>> START Records provided

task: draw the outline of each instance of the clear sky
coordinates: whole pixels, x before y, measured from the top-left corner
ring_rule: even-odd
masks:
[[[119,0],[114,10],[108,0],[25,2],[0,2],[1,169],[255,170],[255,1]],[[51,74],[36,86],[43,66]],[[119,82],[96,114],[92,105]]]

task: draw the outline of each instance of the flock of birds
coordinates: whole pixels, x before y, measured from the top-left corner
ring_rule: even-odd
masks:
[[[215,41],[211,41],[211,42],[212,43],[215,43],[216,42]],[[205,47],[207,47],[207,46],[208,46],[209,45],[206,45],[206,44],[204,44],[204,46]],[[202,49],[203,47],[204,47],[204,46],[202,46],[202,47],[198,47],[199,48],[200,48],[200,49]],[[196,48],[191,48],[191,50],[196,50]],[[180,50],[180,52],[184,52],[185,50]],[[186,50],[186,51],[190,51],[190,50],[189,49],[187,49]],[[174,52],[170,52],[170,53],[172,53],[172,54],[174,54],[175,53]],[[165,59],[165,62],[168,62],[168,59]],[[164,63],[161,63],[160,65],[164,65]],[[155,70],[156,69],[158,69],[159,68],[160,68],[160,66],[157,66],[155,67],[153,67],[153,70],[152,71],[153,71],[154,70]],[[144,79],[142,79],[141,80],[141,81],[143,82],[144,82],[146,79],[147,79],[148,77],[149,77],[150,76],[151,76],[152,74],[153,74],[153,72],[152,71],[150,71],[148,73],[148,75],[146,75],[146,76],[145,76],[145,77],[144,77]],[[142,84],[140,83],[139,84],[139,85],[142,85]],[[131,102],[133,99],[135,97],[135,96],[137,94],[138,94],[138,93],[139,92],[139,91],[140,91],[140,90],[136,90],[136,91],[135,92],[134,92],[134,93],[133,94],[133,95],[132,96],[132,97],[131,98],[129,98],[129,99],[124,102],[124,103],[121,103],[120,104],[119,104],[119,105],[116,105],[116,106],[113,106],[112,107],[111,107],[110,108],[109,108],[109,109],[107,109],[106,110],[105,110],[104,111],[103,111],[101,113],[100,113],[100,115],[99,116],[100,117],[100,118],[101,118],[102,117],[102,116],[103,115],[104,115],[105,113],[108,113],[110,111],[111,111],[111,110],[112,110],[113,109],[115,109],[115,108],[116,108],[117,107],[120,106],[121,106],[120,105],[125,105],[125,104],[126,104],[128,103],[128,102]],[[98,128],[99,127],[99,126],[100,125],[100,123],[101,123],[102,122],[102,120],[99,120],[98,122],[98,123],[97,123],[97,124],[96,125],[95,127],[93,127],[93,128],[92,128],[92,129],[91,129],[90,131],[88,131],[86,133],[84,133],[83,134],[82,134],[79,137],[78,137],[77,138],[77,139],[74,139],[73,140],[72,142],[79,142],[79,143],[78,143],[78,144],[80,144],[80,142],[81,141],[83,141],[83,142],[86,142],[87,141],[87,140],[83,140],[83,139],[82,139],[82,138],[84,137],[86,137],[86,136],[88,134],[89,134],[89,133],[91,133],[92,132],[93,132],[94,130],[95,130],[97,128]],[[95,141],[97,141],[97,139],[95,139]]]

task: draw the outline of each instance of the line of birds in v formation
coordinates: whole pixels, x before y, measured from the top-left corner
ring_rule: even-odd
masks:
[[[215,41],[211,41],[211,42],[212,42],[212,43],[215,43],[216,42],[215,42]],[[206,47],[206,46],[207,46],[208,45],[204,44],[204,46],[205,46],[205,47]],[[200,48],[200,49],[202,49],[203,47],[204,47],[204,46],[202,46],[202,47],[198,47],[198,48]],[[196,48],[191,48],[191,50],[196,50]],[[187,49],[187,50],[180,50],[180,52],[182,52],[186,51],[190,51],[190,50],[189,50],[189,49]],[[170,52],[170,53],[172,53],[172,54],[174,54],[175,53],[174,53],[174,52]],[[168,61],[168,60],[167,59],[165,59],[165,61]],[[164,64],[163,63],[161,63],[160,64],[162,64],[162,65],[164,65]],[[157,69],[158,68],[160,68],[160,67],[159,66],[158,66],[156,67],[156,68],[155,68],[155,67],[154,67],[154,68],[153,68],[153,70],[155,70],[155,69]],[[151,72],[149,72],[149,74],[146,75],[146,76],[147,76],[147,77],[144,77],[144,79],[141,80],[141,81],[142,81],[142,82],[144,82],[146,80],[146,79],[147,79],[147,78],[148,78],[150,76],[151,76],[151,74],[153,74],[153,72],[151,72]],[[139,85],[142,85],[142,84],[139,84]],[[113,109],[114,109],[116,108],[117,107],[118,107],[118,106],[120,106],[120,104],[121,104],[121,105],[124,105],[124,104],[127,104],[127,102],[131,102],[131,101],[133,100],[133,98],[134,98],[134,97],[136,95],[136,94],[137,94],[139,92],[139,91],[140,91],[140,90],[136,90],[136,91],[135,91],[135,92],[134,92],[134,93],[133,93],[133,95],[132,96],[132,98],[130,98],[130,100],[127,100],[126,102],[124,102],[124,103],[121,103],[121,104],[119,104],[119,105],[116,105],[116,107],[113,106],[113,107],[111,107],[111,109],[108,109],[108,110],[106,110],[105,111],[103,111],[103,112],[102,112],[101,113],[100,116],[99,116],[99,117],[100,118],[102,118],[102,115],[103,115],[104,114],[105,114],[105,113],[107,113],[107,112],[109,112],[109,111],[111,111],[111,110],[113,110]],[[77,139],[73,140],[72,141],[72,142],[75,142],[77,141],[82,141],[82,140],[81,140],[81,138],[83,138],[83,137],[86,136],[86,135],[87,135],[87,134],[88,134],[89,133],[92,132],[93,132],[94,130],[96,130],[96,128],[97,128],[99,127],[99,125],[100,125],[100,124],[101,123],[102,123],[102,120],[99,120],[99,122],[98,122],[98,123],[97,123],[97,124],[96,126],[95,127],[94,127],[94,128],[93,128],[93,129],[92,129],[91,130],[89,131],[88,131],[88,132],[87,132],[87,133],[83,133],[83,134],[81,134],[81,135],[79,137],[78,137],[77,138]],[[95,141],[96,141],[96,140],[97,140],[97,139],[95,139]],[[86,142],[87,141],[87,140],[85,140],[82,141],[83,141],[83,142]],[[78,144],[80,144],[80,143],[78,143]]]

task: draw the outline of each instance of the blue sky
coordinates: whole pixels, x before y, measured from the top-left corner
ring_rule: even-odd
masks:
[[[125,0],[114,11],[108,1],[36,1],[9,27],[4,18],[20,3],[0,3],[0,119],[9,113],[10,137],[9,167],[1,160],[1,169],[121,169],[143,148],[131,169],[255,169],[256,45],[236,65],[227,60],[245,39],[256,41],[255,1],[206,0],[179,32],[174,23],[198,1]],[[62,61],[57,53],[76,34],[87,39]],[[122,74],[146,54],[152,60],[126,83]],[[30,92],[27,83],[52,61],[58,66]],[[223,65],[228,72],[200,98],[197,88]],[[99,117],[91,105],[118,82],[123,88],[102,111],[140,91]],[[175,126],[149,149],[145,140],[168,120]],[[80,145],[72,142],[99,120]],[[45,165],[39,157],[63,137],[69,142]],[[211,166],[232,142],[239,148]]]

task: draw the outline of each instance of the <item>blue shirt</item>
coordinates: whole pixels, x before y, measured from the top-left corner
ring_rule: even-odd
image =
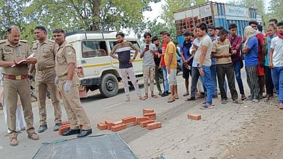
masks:
[[[274,33],[273,35],[273,38],[275,38],[277,36],[276,33]],[[269,53],[270,53],[270,46],[271,46],[271,37],[270,36],[267,36],[267,55],[265,55],[265,66],[269,66]]]
[[[213,39],[211,39],[212,42],[213,43],[218,39],[218,36],[215,35]],[[212,57],[211,56],[211,65],[216,65],[216,59]]]
[[[191,56],[192,56],[192,55],[191,55],[189,53],[189,48],[191,48],[191,45],[192,44],[191,42],[189,42],[188,44],[185,44],[185,45],[184,44],[180,44],[180,53],[183,53],[185,60],[188,59]],[[193,59],[189,61],[189,65],[191,66],[192,63]]]
[[[247,47],[250,49],[245,56],[245,66],[258,66],[258,42],[256,36],[249,39],[247,43]]]

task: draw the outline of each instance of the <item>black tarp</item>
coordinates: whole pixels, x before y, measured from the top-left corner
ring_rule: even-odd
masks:
[[[137,159],[137,158],[118,134],[113,134],[42,143],[33,159]]]

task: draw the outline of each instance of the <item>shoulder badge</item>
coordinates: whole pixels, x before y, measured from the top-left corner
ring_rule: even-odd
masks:
[[[20,42],[23,42],[23,43],[27,43],[27,40],[20,40]]]

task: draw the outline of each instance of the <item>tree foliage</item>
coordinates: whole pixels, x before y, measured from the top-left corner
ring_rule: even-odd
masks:
[[[22,38],[34,40],[33,29],[43,25],[72,30],[117,30],[137,33],[145,28],[143,12],[160,0],[0,0],[0,33],[12,25],[22,29]],[[5,6],[5,7],[4,7]]]

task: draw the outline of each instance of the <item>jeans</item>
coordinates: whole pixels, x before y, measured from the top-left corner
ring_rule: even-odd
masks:
[[[217,72],[218,85],[219,85],[221,98],[228,98],[226,91],[224,90],[225,76],[226,76],[232,99],[233,100],[238,99],[238,93],[235,87],[233,63],[217,64],[216,65],[216,70]]]
[[[198,68],[191,68],[191,98],[196,98],[196,89],[198,85],[200,72]]]
[[[236,80],[238,83],[239,89],[240,89],[240,93],[244,95],[245,91],[243,89],[242,78],[241,77],[241,59],[238,59],[236,61],[234,61],[234,72],[235,72]]]
[[[202,70],[204,72],[204,76],[200,76],[200,78],[202,78],[204,86],[206,89],[206,103],[212,104],[214,86],[210,68],[210,66],[202,66]]]
[[[167,78],[167,69],[166,66],[161,66],[162,71],[163,72],[163,80],[164,80],[164,91],[169,91],[169,84],[168,79]]]
[[[273,94],[273,82],[271,77],[271,70],[269,67],[265,66],[265,87],[267,89],[267,94]]]
[[[211,65],[211,79],[213,84],[213,95],[217,95],[217,81],[216,79],[216,65]]]
[[[272,80],[278,94],[280,104],[283,104],[283,67],[275,67],[271,69]]]

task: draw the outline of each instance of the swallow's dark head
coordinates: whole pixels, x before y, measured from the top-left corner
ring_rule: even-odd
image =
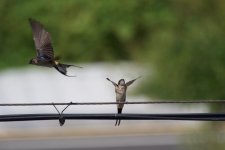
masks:
[[[37,64],[37,59],[33,58],[29,61],[29,64]]]
[[[125,80],[124,79],[120,79],[118,82],[118,85],[125,85]]]

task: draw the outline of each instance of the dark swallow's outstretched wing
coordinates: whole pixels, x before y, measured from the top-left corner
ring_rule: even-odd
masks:
[[[110,81],[114,86],[118,86],[115,82],[113,82],[113,81],[110,80],[109,78],[106,78],[106,80]]]
[[[44,58],[46,60],[54,60],[54,52],[50,34],[44,29],[40,22],[31,18],[29,18],[29,22],[33,31],[37,57]]]
[[[141,76],[139,76],[139,77],[137,77],[136,79],[133,79],[133,80],[131,80],[131,81],[128,81],[128,82],[126,83],[126,85],[127,85],[127,86],[131,85],[132,83],[134,83],[134,81],[136,81],[136,80],[139,79],[139,78],[141,78]]]

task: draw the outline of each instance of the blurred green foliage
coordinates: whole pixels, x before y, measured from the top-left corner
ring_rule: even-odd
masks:
[[[63,60],[147,64],[149,96],[225,99],[224,0],[1,0],[0,68],[35,55],[29,17]]]

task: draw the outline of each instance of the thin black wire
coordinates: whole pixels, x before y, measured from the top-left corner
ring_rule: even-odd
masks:
[[[184,104],[184,103],[220,103],[225,104],[225,100],[155,100],[146,102],[69,102],[69,103],[54,103],[54,105],[113,105],[113,104]],[[2,103],[0,106],[49,106],[53,103]]]
[[[186,120],[225,121],[225,113],[184,113],[184,114],[64,114],[67,120]],[[58,120],[58,114],[15,114],[0,115],[0,122]]]

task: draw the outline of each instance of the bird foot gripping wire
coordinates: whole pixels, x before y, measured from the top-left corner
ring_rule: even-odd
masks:
[[[117,114],[115,114],[115,117],[117,117]],[[119,125],[120,125],[120,119],[116,119],[115,126],[119,126]]]
[[[60,125],[60,126],[63,126],[64,123],[65,123],[65,121],[66,121],[66,119],[65,119],[64,116],[63,116],[63,112],[64,112],[71,104],[72,104],[72,102],[70,102],[70,104],[68,104],[68,105],[61,111],[61,113],[60,113],[59,110],[57,109],[57,107],[55,106],[55,104],[52,103],[52,105],[55,107],[56,111],[57,111],[58,114],[59,114],[59,125]]]

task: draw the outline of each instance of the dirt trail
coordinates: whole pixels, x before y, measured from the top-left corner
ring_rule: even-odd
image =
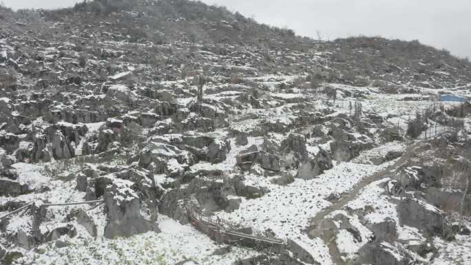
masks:
[[[350,201],[358,195],[359,192],[362,190],[362,189],[369,185],[372,182],[387,177],[388,175],[390,174],[391,170],[396,169],[397,167],[406,162],[407,160],[415,156],[415,148],[417,147],[419,143],[417,142],[410,142],[406,143],[406,145],[407,147],[406,148],[404,154],[395,163],[381,170],[381,171],[377,172],[370,176],[364,178],[348,193],[342,195],[342,198],[337,202],[331,206],[324,209],[320,213],[317,213],[315,217],[313,217],[311,220],[311,226],[310,230],[315,229],[316,227],[319,227],[321,222],[326,216],[335,211],[343,209],[345,205],[346,205]],[[332,257],[333,263],[337,265],[344,264],[345,262],[342,259],[341,255],[337,248],[335,237],[331,239],[322,238],[322,240],[324,241],[326,245],[328,247],[331,257]]]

>> END Records provided

Transcribe verbatim every line of the data listing from the line that contains "task: draw the outline of each instance of the <item>black" through the line that contains "[[[20,42],[23,42],[23,43],[27,43],[27,40],[20,40]]]", including both of those lines.

• _Response to this exercise_:
task: draw the outline of each instance of the <item>black tarp</item>
coordinates: whole pixels, x before y, measured from the top-left corner
ring_rule: even-odd
masks:
[[[137,159],[137,158],[118,134],[113,134],[42,143],[33,159]]]

task: draw the outline of each instance of the <item>shoulder badge</item>
coordinates: whole pixels, x before y, measured from the top-left corner
ring_rule: even-odd
masks:
[[[20,42],[23,42],[23,43],[27,43],[27,40],[20,40]]]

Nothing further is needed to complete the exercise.